> [Work to do]
**1.** Reproduce the passage of the hardhat thread starting at "IIRC I had to" and ending at "for the link.".
**2.** Summarize the hardhat thread in two sentences.
──────── Document extract
# Hardhats free



## South-FL-Painter (Jan 17, 2012)

I thought for the guys in commercial painting this should be helpful.Or for the guys that like free stuff 

http://solutions.3m.com/wps/portal/3M/en_US/OHESD-Survey/H700SampleRequest/


----------



## mattvpaint (Jan 30, 2013)

Thanks just checked it out


----------



## Big Hoss (Jul 7, 2012)

I got one a few months ago. Took a while, but it did come. FREE! Even had a 3M Rep call me about it. They are very comfortable. I keep mine as a clean one. My daily has all my stickers and paint on it. Also don't want to look like a newb with a shiney new skid lid.


----------



## BpPaint&Reno (Oct 11, 2012)

Tried to fill out the order form, but it seems us Canadians are out of luck... 

It does say that they will ship to Canadian addresses but it only gives the option to enter state and zip code.

On the other hand I did manage to order a free particulate respirator sample:

https://promo.3m.com/go/3MCAN/Aura


----------



## Big Hoss (Jul 7, 2012)

BpPaint&Reno said:


> Tried to fill out the order form, but it seems us Canadians are out of luck...
> 
> It does say that they will ship to Canadian addresses but it only gives the option to enter state and zip code.
> 
> ...


Try going to the main 3M page and there might be an option for US / Canada. 
IIRC I had to go back and choose this when ordering. :thumbsup:


----------



## Epoxy Pro (Oct 7, 2012)

Just ordered mine this morning. Sharp_Painting Thanks for the link.


----------



## cdaniels (Oct 20, 2012)

Mine's on the way too....thanks Sharp


----------



## South-FL-Painter (Jan 17, 2012)

Enjoy guys!


----------



## South-FL-Painter (Jan 17, 2012)

Everybody got their free hats


----------



## mattvpaint (Jan 30, 2013)

Has any one received there hard hats yet?


----------



## cdaniels (Oct 20, 2012)

Been over a month for me.....still nothing.


----------



## Epoxy Pro (Oct 7, 2012)

Nothing here yet either.


----------



## Schmidt & Co. (Nov 6, 2008)

Not a thing


----------



## Paint and Hammer (Feb 26, 2008)

Nope....but this thread reminds me of a thread last year about some safety glasses from Honeywell. They sent some and I really liked them and they called twice as a follow up. Thought that was pretty impressive actually.


----------



## ProWallGuy (Apr 7, 2007)

Paint and Hammer said:


> Nope....but this thread reminds me of a thread last year about some safety glasses from Honeywell. They sent some and I really liked them and they called twice as a follow up. Thought that was pretty impressive actually.


Ditto, I got the glasses last year too, but it took awhile. Still waiting on my brain bucket.


----------



## oldpaintdoc (Apr 11, 2010)

Paint and Hammer said:


> Nope....but this thread reminds me of a thread last year about some safety glasses from Honeywell. They sent some and I really liked them and they called twice as a follow up. Thought that was pretty impressive actually.


No HH here yet.

And never did get my safety glasses.


----------
────────────────
──────── Material
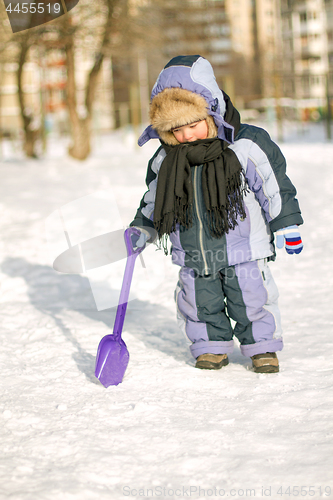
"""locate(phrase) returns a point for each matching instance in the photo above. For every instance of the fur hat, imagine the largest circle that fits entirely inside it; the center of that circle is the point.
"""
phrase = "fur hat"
(175, 107)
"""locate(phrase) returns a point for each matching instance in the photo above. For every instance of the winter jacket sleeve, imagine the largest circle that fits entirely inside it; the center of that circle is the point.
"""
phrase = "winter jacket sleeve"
(145, 213)
(266, 177)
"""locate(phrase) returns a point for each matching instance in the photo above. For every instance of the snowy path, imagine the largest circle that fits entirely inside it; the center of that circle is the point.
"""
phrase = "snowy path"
(168, 430)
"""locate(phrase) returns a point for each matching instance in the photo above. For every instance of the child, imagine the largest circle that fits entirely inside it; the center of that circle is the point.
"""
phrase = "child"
────────────────
> [Solutions to the exercise]
**1.**
IIRC I had to go back and choose this when ordering. :thumbsup:


----------



## Epoxy Pro (Oct 7, 2012)

Just ordered mine this morning. Sharp_Painting Thanks for the link.

**2.** South-FL-Painter posts a 3M link for free hard hats, and one member says the free hat took a while to come but is very comfortable; a Canadian member finds the order form offers only state and zip code fields but orders a free particulate respirator sample. Several others order hats, later posts report that nothing has arrived yet, and members recall free Honeywell safety glasses from an earlier thread, which some received and one never got.